───── Data to use

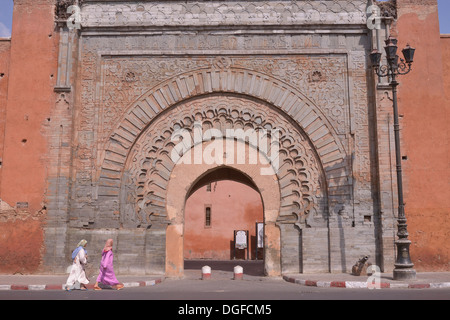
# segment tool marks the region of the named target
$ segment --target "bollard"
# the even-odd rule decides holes
[[[244,269],[241,266],[234,267],[234,280],[242,280]]]
[[[211,268],[209,266],[204,266],[202,268],[202,280],[211,279]]]

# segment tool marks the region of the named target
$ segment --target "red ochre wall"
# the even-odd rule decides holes
[[[14,0],[6,112],[0,88],[2,273],[35,272],[41,262],[48,154],[42,125],[55,103],[57,38],[53,1]]]
[[[447,114],[449,112],[450,103],[450,34],[441,35],[442,47],[442,70],[444,75],[445,103]]]
[[[399,78],[406,217],[417,271],[450,270],[449,44],[436,0],[397,0],[399,49],[417,49]],[[400,53],[401,54],[401,53]],[[445,80],[445,84],[444,84]],[[448,98],[448,91],[447,91]]]
[[[6,102],[8,97],[9,54],[11,41],[0,38],[0,184],[2,181],[3,141],[5,139]]]
[[[206,206],[211,207],[211,227],[205,227]],[[211,192],[201,187],[186,201],[184,219],[185,259],[232,259],[234,230],[249,231],[249,258],[255,258],[255,224],[263,222],[263,207],[260,194],[249,186],[225,180],[213,182]],[[237,259],[246,257],[246,250],[236,250]]]

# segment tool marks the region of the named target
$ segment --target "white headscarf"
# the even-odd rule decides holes
[[[84,252],[87,254],[87,251],[86,251],[86,249],[84,248],[84,246],[85,246],[86,244],[87,244],[87,241],[84,240],[84,239],[81,240],[80,242],[78,242],[77,248],[76,248],[75,250],[73,250],[73,252],[72,252],[72,260],[75,259],[75,257],[77,256],[78,252],[79,252],[81,249],[83,249]]]

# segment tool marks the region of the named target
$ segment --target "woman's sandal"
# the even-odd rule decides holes
[[[117,284],[117,285],[114,286],[114,289],[116,289],[116,290],[122,290],[123,287],[124,287],[123,284]]]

──────────

# Task requirements
Every record above should be transcribed exactly; the pictures stay out of the copy.

# Final answer
# segment tool marks the region of the named target
$ segment --target "bollard"
# the even-odd rule decides holes
[[[244,269],[241,266],[234,267],[234,280],[242,280]]]
[[[211,268],[209,266],[204,266],[202,268],[202,280],[211,279]]]

# segment tool marks the region of the named target
$ segment --target "red ochre wall"
# the even-odd rule decides holes
[[[14,0],[6,112],[0,88],[2,273],[35,272],[41,262],[48,154],[42,125],[55,103],[57,38],[53,1]]]
[[[447,114],[449,112],[450,103],[450,34],[441,35],[442,47],[442,70],[444,75],[445,103]]]
[[[399,78],[406,217],[417,271],[450,270],[449,44],[436,0],[397,0],[399,49],[417,49]],[[400,53],[401,54],[401,53]],[[445,80],[445,84],[444,84]],[[448,98],[448,91],[447,91]]]
[[[6,102],[8,97],[9,54],[11,41],[0,38],[0,184],[2,181],[3,141],[5,139]]]
[[[206,206],[211,207],[211,227],[205,227]],[[211,192],[201,187],[186,201],[184,219],[185,259],[232,259],[234,230],[249,231],[249,258],[255,258],[255,224],[263,222],[263,207],[260,194],[249,186],[225,180],[213,182]],[[237,259],[246,257],[246,250],[236,250]]]

# segment tool marks the region of the named target
$ segment --target "white headscarf"
# the even-odd rule decides holes
[[[84,252],[87,254],[87,251],[86,251],[86,249],[84,248],[84,246],[85,246],[86,244],[87,244],[87,241],[84,240],[84,239],[81,240],[80,242],[78,242],[77,248],[76,248],[75,250],[73,250],[73,252],[72,252],[72,260],[75,259],[75,257],[77,256],[78,252],[79,252],[81,249],[83,249]]]

# segment tool marks the region of the named target
$ segment --target "woman's sandal"
# the even-odd rule decides holes
[[[117,284],[117,285],[114,286],[114,289],[116,289],[116,290],[122,290],[123,287],[124,287],[123,284]]]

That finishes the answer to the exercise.